**To do**: Would you please output, word for word, the span of the listing below that opens on the line containing "Mark every instance of the canyon" and closes on the line containing "Mark every instance of the tuft"? Include both ends and nothing more.

**Supplied records**:
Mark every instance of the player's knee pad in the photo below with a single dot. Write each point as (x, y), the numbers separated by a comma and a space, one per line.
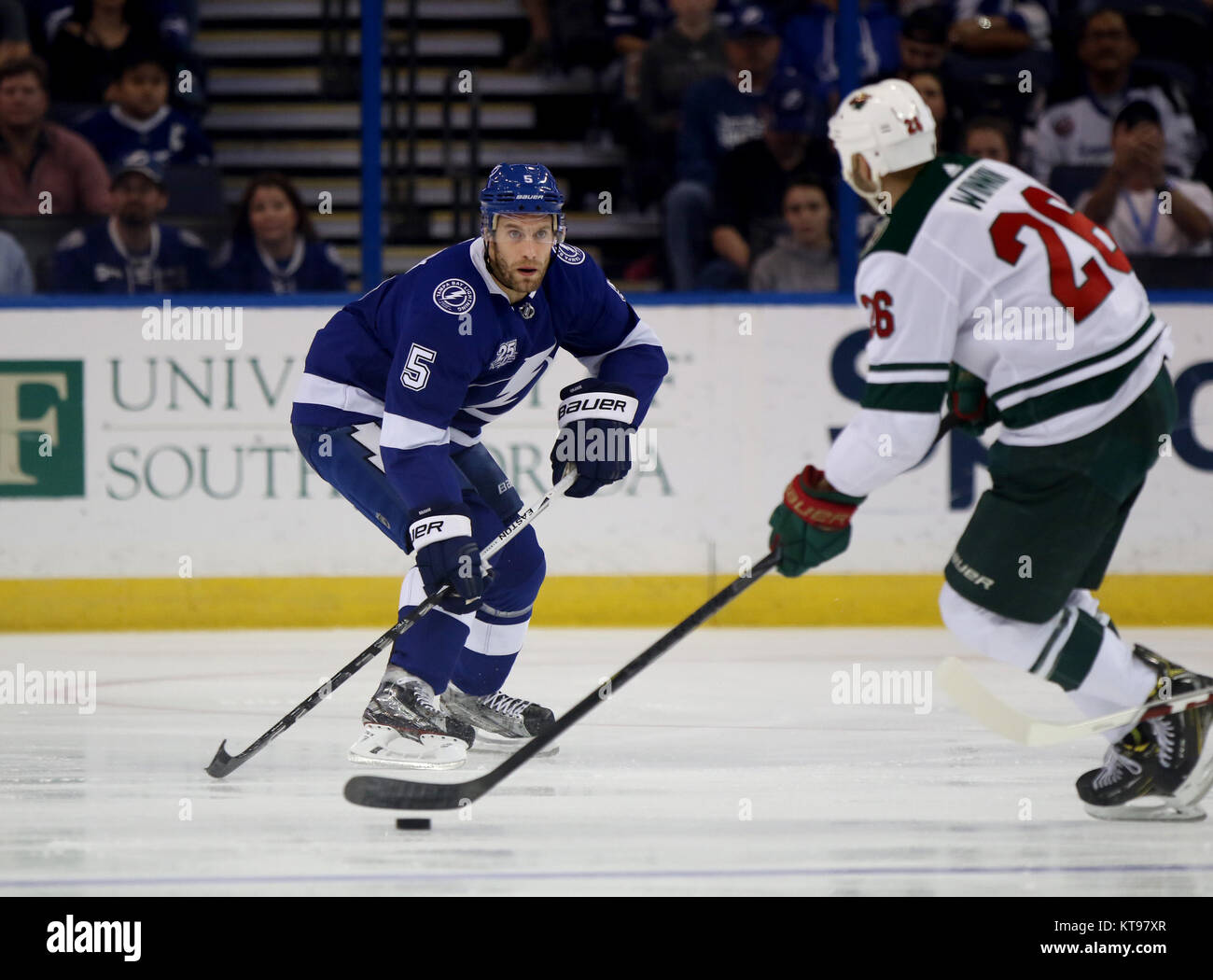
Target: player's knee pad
(1010, 640)
(518, 571)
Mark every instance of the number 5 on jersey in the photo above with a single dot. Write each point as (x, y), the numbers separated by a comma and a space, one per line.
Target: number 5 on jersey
(416, 371)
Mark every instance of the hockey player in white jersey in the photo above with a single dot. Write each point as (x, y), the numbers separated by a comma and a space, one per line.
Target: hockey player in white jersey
(985, 287)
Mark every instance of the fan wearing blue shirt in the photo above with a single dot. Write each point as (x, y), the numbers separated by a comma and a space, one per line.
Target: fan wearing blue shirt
(274, 247)
(132, 252)
(396, 393)
(140, 126)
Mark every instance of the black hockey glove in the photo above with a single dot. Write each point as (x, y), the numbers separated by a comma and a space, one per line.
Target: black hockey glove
(595, 418)
(441, 537)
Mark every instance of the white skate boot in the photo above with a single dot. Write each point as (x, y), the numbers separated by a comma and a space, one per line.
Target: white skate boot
(405, 725)
(501, 721)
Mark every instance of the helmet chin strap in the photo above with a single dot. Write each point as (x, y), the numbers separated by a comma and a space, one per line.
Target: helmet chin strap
(871, 197)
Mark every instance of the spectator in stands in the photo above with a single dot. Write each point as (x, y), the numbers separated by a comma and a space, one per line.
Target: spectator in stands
(13, 32)
(801, 261)
(16, 276)
(132, 252)
(1079, 133)
(994, 28)
(930, 88)
(174, 20)
(45, 169)
(690, 51)
(752, 177)
(987, 137)
(92, 44)
(141, 125)
(811, 40)
(632, 23)
(718, 113)
(1147, 211)
(922, 44)
(274, 247)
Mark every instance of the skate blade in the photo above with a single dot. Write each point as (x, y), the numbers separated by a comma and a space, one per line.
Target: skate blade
(384, 748)
(1201, 778)
(501, 745)
(1168, 812)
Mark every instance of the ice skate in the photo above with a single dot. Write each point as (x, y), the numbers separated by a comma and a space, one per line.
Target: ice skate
(501, 721)
(1163, 768)
(405, 725)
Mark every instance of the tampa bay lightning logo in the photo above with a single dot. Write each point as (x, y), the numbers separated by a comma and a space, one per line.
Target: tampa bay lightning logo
(453, 296)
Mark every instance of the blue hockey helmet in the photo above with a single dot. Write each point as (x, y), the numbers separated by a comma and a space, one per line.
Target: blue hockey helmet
(522, 189)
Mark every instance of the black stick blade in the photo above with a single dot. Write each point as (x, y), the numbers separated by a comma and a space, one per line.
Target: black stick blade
(221, 764)
(403, 794)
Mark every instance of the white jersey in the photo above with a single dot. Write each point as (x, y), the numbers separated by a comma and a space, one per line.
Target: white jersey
(983, 266)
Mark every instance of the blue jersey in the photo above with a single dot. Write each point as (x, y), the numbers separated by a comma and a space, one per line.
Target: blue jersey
(168, 137)
(312, 267)
(439, 352)
(92, 259)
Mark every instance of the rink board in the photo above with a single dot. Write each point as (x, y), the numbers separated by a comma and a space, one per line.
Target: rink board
(154, 483)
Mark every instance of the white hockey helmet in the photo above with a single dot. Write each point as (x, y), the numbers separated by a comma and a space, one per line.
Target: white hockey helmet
(888, 125)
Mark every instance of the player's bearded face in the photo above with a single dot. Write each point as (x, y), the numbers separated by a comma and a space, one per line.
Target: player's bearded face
(521, 249)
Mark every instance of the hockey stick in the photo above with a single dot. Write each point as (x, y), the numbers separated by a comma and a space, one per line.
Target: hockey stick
(969, 693)
(223, 763)
(405, 794)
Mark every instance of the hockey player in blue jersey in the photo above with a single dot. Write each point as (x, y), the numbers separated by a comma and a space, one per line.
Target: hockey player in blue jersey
(396, 392)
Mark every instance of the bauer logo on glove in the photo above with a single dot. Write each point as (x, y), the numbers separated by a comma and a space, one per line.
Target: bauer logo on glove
(595, 425)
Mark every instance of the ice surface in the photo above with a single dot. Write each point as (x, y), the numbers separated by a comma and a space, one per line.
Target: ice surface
(647, 796)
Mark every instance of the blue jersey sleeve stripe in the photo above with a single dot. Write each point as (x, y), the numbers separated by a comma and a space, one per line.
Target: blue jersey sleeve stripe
(320, 391)
(407, 433)
(642, 334)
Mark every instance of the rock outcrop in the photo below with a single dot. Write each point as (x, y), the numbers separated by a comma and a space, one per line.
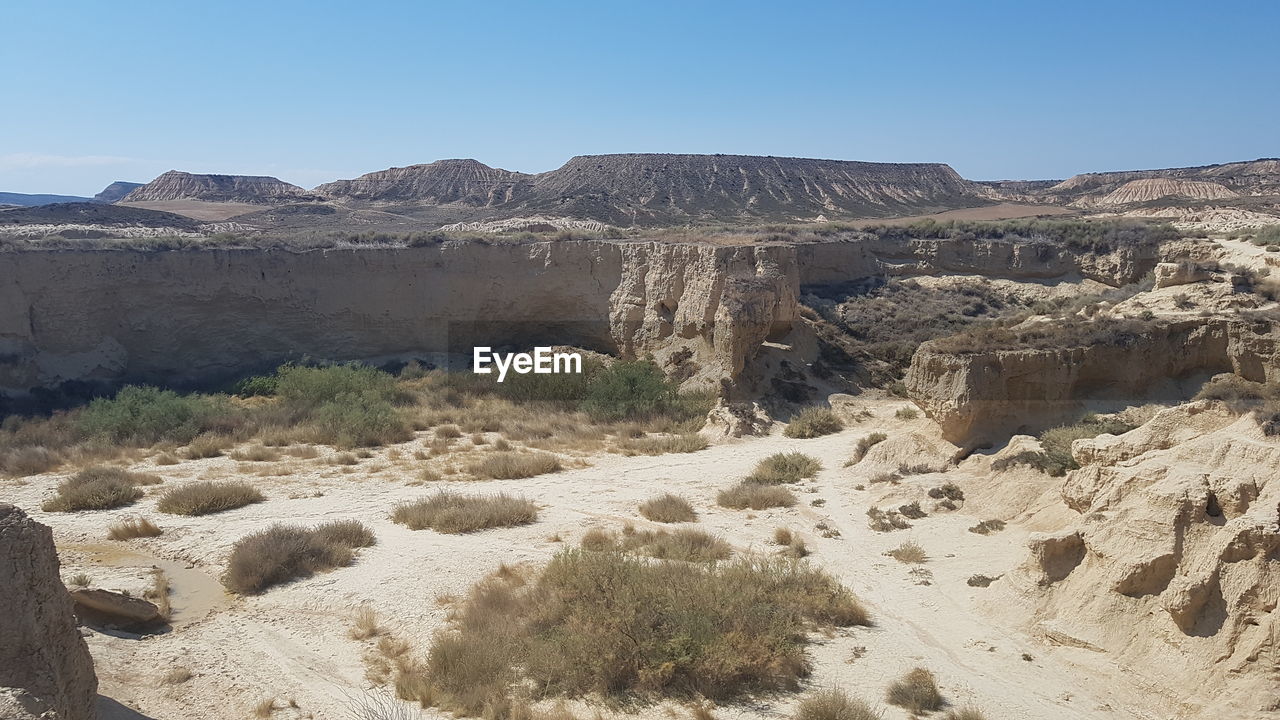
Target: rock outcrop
(177, 185)
(1173, 563)
(658, 188)
(45, 668)
(990, 393)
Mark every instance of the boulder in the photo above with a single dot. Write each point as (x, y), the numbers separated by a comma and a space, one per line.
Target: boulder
(45, 666)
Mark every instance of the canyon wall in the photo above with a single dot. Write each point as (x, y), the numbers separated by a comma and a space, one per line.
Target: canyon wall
(187, 317)
(981, 397)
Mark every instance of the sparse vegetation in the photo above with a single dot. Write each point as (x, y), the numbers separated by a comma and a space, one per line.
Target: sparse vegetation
(607, 623)
(784, 468)
(917, 692)
(755, 496)
(284, 552)
(909, 552)
(132, 528)
(813, 422)
(831, 703)
(668, 507)
(865, 445)
(99, 488)
(453, 513)
(208, 496)
(513, 465)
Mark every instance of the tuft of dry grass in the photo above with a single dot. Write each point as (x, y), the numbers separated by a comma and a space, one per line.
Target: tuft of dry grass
(784, 468)
(613, 624)
(256, 454)
(754, 496)
(455, 513)
(176, 677)
(206, 446)
(208, 496)
(909, 552)
(917, 692)
(132, 528)
(668, 507)
(99, 488)
(813, 422)
(284, 552)
(832, 703)
(685, 543)
(662, 445)
(513, 465)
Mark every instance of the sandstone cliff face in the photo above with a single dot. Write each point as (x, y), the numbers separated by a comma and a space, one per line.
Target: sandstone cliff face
(45, 668)
(216, 188)
(182, 317)
(979, 397)
(658, 188)
(1173, 561)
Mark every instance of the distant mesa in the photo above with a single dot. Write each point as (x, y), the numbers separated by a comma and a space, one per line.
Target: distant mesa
(177, 185)
(117, 191)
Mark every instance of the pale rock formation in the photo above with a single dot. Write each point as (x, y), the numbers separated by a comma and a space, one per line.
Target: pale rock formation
(45, 668)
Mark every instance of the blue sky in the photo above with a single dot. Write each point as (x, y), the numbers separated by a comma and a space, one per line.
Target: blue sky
(311, 91)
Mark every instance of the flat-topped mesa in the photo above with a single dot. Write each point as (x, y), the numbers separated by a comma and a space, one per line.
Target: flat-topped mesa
(649, 188)
(176, 185)
(466, 182)
(1023, 382)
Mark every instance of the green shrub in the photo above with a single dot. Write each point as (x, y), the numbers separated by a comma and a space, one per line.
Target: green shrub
(612, 624)
(206, 496)
(785, 468)
(145, 415)
(629, 391)
(813, 422)
(283, 552)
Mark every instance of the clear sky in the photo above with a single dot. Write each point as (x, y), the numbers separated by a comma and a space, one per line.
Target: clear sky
(315, 90)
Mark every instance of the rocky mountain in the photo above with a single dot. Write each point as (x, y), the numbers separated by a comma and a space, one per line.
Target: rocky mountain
(652, 188)
(177, 185)
(117, 191)
(467, 182)
(26, 200)
(1255, 178)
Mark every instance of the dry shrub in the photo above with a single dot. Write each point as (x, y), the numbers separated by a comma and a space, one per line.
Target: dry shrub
(611, 624)
(662, 445)
(987, 527)
(206, 446)
(28, 460)
(909, 551)
(453, 513)
(513, 465)
(813, 422)
(865, 445)
(785, 468)
(132, 528)
(754, 496)
(99, 488)
(917, 691)
(365, 624)
(668, 507)
(283, 552)
(832, 703)
(256, 454)
(964, 714)
(208, 496)
(685, 543)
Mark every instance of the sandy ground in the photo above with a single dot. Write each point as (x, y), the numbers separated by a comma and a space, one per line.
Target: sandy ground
(292, 642)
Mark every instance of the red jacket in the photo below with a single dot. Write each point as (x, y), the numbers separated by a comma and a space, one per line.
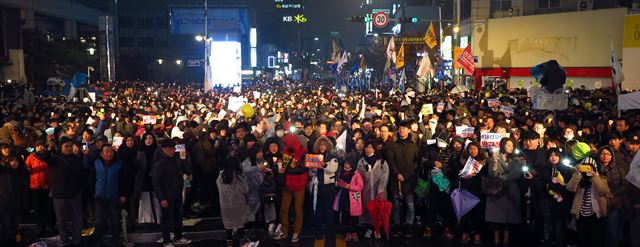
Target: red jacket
(38, 170)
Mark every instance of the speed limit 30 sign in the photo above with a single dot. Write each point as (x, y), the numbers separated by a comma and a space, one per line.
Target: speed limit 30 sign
(380, 19)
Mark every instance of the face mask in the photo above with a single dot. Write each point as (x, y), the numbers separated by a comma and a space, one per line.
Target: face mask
(441, 144)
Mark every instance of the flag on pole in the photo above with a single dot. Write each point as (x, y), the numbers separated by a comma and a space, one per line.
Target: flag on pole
(341, 142)
(400, 59)
(426, 69)
(391, 50)
(430, 37)
(362, 108)
(342, 61)
(335, 54)
(363, 62)
(617, 75)
(466, 61)
(403, 80)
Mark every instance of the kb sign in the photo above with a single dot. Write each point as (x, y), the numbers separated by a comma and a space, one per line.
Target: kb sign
(300, 18)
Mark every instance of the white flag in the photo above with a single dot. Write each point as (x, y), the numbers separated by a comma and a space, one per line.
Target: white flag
(391, 50)
(342, 61)
(362, 109)
(616, 70)
(341, 142)
(425, 69)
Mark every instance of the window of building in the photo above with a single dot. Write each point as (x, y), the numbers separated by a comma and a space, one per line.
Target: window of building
(548, 4)
(125, 22)
(162, 23)
(501, 5)
(144, 23)
(145, 42)
(127, 42)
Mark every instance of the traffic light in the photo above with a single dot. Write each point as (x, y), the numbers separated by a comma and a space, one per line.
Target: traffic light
(357, 19)
(408, 19)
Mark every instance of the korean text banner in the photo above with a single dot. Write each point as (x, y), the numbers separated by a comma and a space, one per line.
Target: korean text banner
(191, 20)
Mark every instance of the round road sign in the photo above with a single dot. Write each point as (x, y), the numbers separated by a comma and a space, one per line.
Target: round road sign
(380, 19)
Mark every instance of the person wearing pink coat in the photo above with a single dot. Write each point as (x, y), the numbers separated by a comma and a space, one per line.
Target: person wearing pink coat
(348, 201)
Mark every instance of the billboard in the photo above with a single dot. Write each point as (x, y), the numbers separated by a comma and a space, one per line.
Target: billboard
(221, 20)
(225, 63)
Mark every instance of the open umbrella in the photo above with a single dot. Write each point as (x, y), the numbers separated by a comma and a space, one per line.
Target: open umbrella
(380, 211)
(463, 201)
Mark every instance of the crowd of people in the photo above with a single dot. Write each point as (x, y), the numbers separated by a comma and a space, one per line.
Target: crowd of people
(318, 156)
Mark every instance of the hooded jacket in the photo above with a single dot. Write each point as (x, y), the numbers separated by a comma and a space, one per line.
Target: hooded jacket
(293, 161)
(615, 174)
(402, 156)
(167, 175)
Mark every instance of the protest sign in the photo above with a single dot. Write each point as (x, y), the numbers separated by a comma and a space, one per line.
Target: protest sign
(471, 168)
(427, 109)
(440, 107)
(314, 161)
(493, 103)
(117, 141)
(465, 132)
(508, 111)
(149, 119)
(235, 103)
(490, 140)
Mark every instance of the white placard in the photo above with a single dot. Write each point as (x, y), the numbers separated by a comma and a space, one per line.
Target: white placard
(235, 103)
(490, 140)
(493, 103)
(465, 132)
(149, 119)
(508, 111)
(117, 141)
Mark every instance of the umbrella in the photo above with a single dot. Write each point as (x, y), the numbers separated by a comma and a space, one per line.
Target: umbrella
(463, 201)
(380, 211)
(459, 89)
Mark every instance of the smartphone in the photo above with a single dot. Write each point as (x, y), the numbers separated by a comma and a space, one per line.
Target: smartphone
(180, 148)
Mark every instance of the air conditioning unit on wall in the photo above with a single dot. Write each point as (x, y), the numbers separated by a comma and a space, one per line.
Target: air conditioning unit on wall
(584, 5)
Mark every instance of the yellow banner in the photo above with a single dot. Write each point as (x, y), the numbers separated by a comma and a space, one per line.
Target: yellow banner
(456, 53)
(430, 37)
(400, 59)
(631, 31)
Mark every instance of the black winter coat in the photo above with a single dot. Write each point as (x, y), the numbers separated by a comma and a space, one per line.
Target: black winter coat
(14, 188)
(402, 156)
(167, 175)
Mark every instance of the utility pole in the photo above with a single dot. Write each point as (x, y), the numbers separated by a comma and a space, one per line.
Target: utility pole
(207, 83)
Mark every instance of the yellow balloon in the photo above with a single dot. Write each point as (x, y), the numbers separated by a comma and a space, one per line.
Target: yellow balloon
(247, 110)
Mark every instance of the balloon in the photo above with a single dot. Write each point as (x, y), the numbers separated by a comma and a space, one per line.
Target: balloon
(247, 110)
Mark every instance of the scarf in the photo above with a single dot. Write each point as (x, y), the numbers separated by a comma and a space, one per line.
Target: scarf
(371, 161)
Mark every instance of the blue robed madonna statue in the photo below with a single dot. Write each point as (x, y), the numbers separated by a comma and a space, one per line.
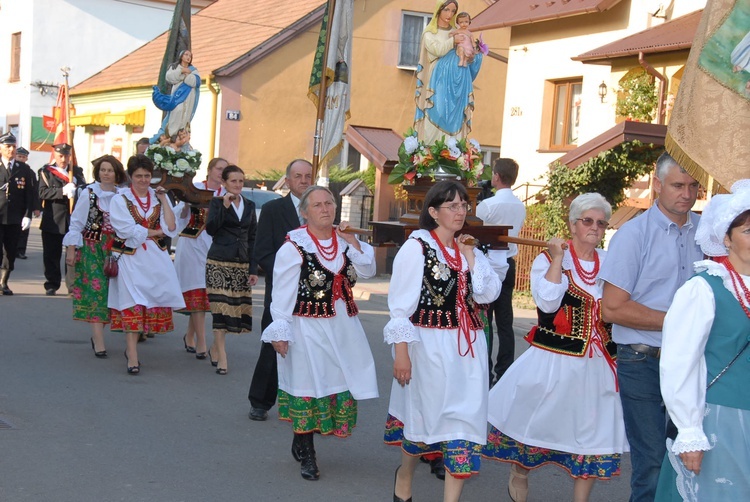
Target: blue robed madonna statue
(181, 103)
(445, 89)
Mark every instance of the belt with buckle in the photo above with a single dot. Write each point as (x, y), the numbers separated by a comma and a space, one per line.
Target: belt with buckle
(646, 349)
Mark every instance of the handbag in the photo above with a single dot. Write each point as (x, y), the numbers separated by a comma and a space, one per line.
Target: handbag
(671, 427)
(111, 268)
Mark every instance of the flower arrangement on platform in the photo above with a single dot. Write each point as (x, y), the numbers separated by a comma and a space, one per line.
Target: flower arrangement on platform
(447, 157)
(175, 163)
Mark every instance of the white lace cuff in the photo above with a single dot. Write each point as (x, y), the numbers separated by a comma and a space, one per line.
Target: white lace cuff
(400, 330)
(278, 331)
(692, 439)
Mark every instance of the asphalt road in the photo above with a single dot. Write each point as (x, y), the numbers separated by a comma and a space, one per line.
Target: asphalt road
(77, 428)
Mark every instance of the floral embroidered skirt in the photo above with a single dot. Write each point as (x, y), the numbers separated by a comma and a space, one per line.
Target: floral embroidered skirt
(229, 295)
(90, 285)
(196, 300)
(331, 415)
(139, 319)
(462, 458)
(506, 449)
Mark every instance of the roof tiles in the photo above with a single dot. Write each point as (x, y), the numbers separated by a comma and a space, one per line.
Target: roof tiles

**Exercise solution**:
Mark every instance of the canyon wall in the photo above with a single dot. Write each point as (x, y), the numbers separated by a comma and a space, one per line.
Target: canyon wall
(187, 317)
(981, 397)
Mark every instance of the sparse vegetation in the photo above with a single dot. Write each point as (x, y), the numbers separated by a comma and a space, one per line.
Target: sparse vegetation
(607, 623)
(784, 468)
(917, 692)
(755, 496)
(284, 552)
(909, 552)
(132, 528)
(813, 422)
(831, 703)
(668, 507)
(865, 445)
(99, 488)
(453, 513)
(208, 496)
(513, 465)
Mark every instance of the tuft of dry grass in the photo above with a single dot. Write each point as (x, y), the numbers separated by a comma and a space, one per line.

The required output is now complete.